Text shown —

Skip to content

Conversation

@fxamacker
Copy link
Member

@fxamacker fxamacker commented Mar 1, 2023

Description

Updates #2157

Cadence Compact Format (CCF) is a data format designed for compact, efficient, and deterministic encoding of Cadence external values.

CCF obsoletes JSON-Cadence Data Interchange Format (JSON-CDC) for use cases that do not require JSON.

Unlike JSON-CDC, etc. CCF Specifications explicitly defines requirements for:

  • well-formed encodings
  • valid encodings
  • deterministic encodings

CCF is hybrid data format. CCF-based messages can be:

  • fully self-describing: ~2x smaller than JSON-CDC for events
  • partially self-describing: ~14x smaller than JSON-CDC for events

Both CCF modes are more compact than JSON-based messages. CCF-based protocols can send Cadence metadata just once for all messages of that type. Malformed data can be detected without Cadence metadata and without creating Cadence objects.

CCF codec implements CCF Specification (RC1), which is temporarily at github.com/fxamacker/ccf_draft. The CCF specs
will be hosted under github.com/onflow after it is updated, cleaned up, and reformatted.

Task instructions —
1 > Convert the part of the records that opens with the line containing "# target: runway" and closes with the line containing "Give the mask of every instance of the runway." into a Markdown table with the columns Row and Line. Number each line and leave out blank lines.
2 > Carry on the description of the Cadence Compact Format codec from the point where it stops.

(Raw records)
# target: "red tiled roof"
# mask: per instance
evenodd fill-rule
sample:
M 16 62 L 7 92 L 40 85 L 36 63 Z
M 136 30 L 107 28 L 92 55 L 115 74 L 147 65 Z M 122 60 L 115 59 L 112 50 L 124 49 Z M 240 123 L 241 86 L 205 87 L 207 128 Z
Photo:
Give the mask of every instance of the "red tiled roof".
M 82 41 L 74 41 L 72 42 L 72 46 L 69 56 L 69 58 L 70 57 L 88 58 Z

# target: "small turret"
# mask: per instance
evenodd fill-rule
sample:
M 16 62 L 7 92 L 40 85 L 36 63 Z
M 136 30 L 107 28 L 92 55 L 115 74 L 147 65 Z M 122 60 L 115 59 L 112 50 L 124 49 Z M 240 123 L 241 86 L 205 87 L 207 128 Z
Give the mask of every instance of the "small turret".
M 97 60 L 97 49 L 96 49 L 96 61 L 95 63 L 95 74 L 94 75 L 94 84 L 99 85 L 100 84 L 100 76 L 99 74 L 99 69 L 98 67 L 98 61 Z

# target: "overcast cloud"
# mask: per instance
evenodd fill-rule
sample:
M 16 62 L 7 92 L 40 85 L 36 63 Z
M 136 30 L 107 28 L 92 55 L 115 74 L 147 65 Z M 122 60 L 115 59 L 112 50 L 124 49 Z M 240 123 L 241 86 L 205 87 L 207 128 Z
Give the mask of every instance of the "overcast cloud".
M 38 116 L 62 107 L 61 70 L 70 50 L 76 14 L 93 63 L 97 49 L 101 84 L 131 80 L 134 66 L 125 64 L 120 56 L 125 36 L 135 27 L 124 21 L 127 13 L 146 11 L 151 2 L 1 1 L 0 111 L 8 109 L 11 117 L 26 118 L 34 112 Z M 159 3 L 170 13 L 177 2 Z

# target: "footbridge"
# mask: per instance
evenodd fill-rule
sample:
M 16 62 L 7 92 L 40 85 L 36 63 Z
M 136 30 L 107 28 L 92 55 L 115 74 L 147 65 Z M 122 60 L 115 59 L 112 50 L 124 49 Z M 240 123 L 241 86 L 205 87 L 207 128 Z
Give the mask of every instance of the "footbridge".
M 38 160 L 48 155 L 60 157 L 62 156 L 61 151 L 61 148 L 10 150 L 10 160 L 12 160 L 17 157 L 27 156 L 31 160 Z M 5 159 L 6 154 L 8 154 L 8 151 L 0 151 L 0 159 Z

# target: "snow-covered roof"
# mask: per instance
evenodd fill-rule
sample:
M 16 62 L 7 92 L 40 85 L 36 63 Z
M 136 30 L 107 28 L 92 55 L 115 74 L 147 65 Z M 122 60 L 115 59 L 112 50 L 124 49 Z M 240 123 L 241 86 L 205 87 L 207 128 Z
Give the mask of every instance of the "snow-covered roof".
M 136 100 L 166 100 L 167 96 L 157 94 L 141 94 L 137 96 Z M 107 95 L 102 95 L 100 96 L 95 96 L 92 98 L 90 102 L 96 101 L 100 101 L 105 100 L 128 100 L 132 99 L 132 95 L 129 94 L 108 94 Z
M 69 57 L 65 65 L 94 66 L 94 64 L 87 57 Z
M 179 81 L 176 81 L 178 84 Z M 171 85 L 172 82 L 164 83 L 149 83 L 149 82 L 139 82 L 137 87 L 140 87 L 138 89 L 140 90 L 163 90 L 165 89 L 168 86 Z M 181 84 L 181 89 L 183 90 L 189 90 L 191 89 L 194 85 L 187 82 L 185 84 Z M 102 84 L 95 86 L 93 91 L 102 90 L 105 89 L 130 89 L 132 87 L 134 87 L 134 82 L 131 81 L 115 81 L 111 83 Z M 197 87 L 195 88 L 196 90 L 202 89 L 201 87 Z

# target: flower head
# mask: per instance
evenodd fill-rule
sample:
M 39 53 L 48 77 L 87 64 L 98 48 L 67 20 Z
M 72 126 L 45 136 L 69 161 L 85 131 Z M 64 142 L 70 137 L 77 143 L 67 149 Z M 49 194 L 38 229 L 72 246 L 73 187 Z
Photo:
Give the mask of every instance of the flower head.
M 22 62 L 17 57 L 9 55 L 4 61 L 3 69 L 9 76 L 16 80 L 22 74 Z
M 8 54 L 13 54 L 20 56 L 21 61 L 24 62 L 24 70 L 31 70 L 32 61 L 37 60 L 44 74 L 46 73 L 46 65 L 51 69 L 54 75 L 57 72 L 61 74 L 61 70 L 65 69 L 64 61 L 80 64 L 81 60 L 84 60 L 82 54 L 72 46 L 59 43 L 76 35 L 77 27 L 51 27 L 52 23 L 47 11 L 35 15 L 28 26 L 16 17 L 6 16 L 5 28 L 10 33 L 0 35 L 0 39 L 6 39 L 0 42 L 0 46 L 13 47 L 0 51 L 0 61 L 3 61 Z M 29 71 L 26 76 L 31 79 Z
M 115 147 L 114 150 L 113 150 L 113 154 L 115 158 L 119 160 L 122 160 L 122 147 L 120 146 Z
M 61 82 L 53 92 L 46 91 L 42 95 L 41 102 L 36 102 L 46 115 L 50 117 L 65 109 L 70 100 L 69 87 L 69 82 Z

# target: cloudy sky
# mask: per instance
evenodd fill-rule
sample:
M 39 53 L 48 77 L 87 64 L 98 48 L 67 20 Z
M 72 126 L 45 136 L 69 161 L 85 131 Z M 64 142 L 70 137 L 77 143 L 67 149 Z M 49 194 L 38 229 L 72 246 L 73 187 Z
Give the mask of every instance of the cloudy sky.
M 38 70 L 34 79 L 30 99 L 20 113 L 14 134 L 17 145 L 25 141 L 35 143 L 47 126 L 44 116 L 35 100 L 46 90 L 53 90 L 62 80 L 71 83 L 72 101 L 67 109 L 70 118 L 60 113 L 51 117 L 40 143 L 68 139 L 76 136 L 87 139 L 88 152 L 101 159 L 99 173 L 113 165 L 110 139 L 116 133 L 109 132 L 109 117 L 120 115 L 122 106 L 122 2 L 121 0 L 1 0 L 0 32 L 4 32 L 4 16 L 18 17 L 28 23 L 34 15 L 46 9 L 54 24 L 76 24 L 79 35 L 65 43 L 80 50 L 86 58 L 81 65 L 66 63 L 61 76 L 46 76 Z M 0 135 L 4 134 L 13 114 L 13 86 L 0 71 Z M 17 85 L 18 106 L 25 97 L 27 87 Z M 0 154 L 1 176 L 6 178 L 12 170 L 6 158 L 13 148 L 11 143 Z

--

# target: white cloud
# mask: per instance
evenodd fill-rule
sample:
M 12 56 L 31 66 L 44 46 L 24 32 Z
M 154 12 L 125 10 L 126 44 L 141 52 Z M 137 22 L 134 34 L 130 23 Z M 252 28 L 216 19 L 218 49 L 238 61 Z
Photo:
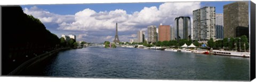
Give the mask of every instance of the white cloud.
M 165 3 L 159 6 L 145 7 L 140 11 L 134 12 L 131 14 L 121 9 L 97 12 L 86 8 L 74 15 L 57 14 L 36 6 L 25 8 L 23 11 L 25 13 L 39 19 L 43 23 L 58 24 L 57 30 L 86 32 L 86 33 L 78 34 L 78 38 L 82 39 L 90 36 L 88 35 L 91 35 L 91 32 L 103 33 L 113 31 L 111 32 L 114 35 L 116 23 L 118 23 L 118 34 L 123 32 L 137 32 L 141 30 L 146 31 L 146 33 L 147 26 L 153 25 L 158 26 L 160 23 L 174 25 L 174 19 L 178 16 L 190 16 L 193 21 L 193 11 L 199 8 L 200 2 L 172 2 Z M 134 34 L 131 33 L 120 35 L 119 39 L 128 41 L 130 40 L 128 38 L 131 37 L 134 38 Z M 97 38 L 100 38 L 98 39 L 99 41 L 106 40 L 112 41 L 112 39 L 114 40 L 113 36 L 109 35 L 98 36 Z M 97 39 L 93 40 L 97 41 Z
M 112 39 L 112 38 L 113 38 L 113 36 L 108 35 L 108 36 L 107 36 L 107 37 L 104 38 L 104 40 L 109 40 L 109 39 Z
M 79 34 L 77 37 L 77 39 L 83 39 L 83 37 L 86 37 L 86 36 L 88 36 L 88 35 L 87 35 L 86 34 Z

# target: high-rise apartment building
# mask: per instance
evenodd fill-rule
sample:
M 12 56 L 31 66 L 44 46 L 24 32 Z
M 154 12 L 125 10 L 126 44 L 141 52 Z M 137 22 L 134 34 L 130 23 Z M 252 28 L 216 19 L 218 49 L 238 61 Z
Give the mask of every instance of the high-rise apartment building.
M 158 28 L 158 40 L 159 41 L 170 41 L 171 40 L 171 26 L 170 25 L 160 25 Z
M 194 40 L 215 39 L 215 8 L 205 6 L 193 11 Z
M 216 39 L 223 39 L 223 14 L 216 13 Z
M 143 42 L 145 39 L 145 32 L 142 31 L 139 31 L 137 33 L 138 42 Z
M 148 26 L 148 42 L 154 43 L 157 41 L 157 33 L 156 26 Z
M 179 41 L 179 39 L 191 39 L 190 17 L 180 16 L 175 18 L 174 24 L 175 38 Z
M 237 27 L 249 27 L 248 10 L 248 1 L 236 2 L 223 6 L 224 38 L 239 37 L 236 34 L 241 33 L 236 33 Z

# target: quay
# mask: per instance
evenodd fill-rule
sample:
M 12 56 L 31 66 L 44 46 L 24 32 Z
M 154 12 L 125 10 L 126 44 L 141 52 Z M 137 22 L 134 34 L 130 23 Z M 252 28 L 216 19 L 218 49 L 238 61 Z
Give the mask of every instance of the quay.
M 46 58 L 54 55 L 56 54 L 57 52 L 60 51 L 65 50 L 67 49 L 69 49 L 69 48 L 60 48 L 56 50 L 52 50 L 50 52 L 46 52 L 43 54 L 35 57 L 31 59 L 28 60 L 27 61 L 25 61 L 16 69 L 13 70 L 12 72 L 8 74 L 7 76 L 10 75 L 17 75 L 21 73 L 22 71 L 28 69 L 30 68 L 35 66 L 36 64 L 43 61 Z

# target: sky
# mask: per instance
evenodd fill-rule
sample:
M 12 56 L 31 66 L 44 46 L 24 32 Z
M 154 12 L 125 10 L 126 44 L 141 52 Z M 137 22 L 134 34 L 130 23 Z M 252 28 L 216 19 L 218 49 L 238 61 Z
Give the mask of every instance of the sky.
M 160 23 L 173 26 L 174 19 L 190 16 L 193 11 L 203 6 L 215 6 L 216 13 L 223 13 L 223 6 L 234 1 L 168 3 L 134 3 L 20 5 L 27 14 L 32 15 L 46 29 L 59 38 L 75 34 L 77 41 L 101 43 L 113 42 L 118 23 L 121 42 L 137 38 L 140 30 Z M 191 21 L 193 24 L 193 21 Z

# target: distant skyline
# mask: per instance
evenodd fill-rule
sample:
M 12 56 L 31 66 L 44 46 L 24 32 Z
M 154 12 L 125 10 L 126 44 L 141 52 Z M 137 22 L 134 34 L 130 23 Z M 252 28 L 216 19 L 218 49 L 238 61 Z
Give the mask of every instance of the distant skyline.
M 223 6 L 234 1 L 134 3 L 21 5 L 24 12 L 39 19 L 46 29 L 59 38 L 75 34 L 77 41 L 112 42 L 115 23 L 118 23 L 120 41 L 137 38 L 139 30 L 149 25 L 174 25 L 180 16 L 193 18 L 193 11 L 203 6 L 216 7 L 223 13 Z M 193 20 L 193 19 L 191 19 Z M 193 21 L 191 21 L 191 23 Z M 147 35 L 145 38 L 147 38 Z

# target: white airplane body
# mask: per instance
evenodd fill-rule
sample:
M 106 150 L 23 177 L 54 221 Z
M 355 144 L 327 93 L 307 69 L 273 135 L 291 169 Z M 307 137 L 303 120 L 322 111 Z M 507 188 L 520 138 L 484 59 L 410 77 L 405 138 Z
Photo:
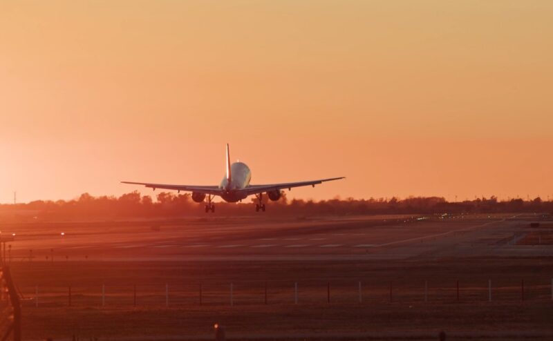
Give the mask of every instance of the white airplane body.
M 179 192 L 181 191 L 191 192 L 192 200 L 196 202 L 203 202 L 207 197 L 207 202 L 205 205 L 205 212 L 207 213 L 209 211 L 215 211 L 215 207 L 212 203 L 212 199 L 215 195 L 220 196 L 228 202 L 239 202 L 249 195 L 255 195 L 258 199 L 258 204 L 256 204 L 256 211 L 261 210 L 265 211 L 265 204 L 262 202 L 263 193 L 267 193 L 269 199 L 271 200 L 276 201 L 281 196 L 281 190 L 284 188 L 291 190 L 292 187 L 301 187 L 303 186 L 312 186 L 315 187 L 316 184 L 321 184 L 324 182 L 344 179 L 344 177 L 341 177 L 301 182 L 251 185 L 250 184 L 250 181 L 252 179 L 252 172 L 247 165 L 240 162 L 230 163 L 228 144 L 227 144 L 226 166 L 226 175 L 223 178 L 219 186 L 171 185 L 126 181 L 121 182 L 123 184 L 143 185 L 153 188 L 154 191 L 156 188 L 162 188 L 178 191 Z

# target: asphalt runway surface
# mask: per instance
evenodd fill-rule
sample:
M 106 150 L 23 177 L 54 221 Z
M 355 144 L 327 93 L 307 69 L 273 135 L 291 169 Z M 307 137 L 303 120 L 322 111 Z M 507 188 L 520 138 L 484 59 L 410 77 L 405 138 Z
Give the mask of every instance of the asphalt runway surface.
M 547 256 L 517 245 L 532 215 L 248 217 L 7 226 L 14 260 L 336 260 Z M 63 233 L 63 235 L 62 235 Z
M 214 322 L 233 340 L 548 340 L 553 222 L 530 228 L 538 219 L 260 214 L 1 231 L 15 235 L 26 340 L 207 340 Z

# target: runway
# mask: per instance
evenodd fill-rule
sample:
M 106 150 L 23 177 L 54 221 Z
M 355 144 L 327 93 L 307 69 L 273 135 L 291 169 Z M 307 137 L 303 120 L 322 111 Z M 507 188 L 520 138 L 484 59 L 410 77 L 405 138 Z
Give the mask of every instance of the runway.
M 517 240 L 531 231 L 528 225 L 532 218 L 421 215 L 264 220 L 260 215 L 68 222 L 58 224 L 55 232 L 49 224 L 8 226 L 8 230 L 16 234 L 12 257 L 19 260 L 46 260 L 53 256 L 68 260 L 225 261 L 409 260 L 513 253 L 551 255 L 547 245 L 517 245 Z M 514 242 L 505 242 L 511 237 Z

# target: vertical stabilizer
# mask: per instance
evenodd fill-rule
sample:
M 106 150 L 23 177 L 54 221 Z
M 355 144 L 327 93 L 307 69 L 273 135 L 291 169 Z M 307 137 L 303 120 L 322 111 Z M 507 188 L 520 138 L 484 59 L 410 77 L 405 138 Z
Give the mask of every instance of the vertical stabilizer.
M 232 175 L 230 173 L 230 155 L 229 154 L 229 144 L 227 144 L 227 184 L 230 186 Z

Expected answers —
1 >
| Row | Line |
|---|---|
| 1 | # target: runway |
| 2 | # mask: per instance |
| 3 | evenodd fill-rule |
| 4 | sample: |
| 5 | M 106 150 L 23 177 L 54 221 Z |
| 6 | M 355 144 L 327 93 L 307 69 L 273 135 L 291 169 Z M 307 137 L 303 120 L 322 111 Z M 507 188 L 520 138 L 484 59 L 410 77 L 405 138 Z |
| 7 | Give the mask of every instance of the runway. |

2 >
API

CCF codec provides the same API as the existing JSON-Cadence Data Interchange codec.

Given this, integration effort to replace the old codec should be minimal.

PRELIMINARY COMPARISONS

Comparisons used 48,309 events from a single mainnet transaction.

There were 9 event types. To simplify benchmark code, the first event's value in each of the 9 event types was used.

CCF's partially self-describing mode (aka "detached" mode) would be even smaller than this (e.g. maybe less than 1/14 the size of JSON when Flow eventually supports detached mode).

SIZE COMPARISON

Encoding | Num Events | Encoded size | Comments
-------- | ---------- | ------------ | --------
JSON     |     48,309 |   13,858,836 | JSON-Cadence Data Interchange
CCF      |     48,309 |    6,159,931 | CCF in fully self-describing mode

CCF SPEED AND MEMORY COMPARISONS

This isn't apples to apples comparison. JSON data isn't sorted, etc.

  • CCF encoder sorts data to encode event data deterministically.
  • CCF decoder also verifies event data is sorted, well-formed, and valid.
  • CCF encoding is less than 1/2 size of JSON-Cadence Data Interchange.
$ benchstat bench_json_events_48k.log bench_ccf_events_48k.log 
goos: linux
goarch: amd64
pkg: github.com/onflow/cadence/encoding/ccf
cpu: 13th Gen Intel(R) Core(TM) i5-13600K
                     │ bench_json_events_48k.log │      bench_ccf_events_48k.log       │
                     │          sec/op           │   sec/op     vs base                │
EncodeBatchEvents-20                 96.61m ± 4%   70.73m ± 3%  -26.79% (p=0.000 n=10)
DecodeBatchEvents-20                 647.7m ± 3%   157.5m ± 3%  -75.68% (p=0.000 n=10)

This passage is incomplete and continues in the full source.